• **WHAT IS ASKED**: Copy out each of the records below word for word, without changing anything.

-- TASK MATERIAL start --

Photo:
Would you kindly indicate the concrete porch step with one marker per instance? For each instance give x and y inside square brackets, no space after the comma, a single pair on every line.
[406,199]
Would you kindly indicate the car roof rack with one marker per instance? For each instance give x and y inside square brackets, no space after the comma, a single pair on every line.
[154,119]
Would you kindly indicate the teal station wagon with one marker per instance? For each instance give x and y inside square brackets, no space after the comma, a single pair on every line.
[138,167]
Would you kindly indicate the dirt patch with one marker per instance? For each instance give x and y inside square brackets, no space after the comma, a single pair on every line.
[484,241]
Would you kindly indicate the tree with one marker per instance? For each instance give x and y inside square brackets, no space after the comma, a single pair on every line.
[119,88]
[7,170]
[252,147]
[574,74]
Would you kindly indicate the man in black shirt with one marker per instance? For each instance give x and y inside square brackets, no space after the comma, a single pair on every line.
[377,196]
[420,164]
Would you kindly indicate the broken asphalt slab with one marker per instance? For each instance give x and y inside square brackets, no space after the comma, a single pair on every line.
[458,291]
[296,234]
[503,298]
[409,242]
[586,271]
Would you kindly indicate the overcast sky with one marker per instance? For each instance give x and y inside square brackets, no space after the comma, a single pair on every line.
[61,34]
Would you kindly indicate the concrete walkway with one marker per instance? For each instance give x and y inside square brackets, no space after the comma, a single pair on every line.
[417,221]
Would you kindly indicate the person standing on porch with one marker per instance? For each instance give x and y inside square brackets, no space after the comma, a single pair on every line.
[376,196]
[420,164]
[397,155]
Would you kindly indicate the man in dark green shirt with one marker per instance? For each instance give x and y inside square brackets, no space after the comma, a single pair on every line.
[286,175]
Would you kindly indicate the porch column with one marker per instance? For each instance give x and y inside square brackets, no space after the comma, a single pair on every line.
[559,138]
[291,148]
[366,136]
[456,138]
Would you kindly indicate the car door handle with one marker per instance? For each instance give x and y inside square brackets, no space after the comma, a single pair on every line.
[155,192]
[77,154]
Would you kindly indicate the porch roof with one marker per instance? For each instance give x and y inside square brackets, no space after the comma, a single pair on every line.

-- TASK MATERIAL end --

• **SOLUTION TO THIS TASK**:
Photo:
Would you kindly indicate the concrete porch step with one marker per instance? For each instance give x and y inside square brackets, no space after the comma, a single pair on every line.
[406,199]
Would you kindly indicate the car roof rack with one marker per instance? For each instance give x and y inside square brackets, no space after the comma, a single pair on every line.
[154,119]
Would you kindly indicate the teal station wagon with one marker per instance? For each instance give x and y inside square brackets, no space after the comma, a single pair on every line.
[138,167]
Would you kindly indicate the dirt patch with one marker per instance? For each instance give x and y inside square brackets, no space after the comma, a single pair on every line.
[484,241]
Would you kindly indicate the tree with one marker per instance? For each instance give x and y inside square brackets, no space after the comma, a single pair on every line.
[119,88]
[7,170]
[252,147]
[574,74]
Would you kindly indicate the man in black shirt with one marker per instance? For each instance give x and y inside square brackets, no space after the comma, a single pair on every line.
[377,196]
[420,164]
Would you kindly indicate the broken asphalt slab with one marker per instance? For each instance give x and y inside square brackets, no space after the comma, a single pair on every line.
[458,291]
[296,234]
[503,298]
[409,242]
[586,271]
Would you kindly indicate the overcast sky with one marker per instance? For each instance give x and y inside square brackets, no space after the comma, a single pair on every line.
[61,34]
Would you kindly indicate the concrete walkway with one marker per instance? For each instance give x and y inside square brackets, no space after the comma, a single pair on every line.
[417,221]
Would you kindly indicate the person standing on porch with one marker per instance? For each instance give x and y inside square brackets, no space after the comma, a single pair on every line.
[376,196]
[420,164]
[397,155]
Would you kindly indicate the man in dark green shirt with one marker per instance? For each instance give x and y inside square brackets, no space after the comma, a single pair on every line.
[286,175]
Would you kindly indicate the porch column with one marker per instance? For each instance give x and y inside square brackets, no space after the comma, a single pair on every line.
[559,138]
[291,148]
[366,136]
[456,138]
Would you kindly indicate the car door handle with one marker per instance? For each instance give x and y inside square brackets, no space after the comma, a single pair on every line.
[155,192]
[77,154]
Would you kindly indicate the porch roof with one marker per instance? For each instance give x and y inside square brackets, no space after the comma, a single pair on every line.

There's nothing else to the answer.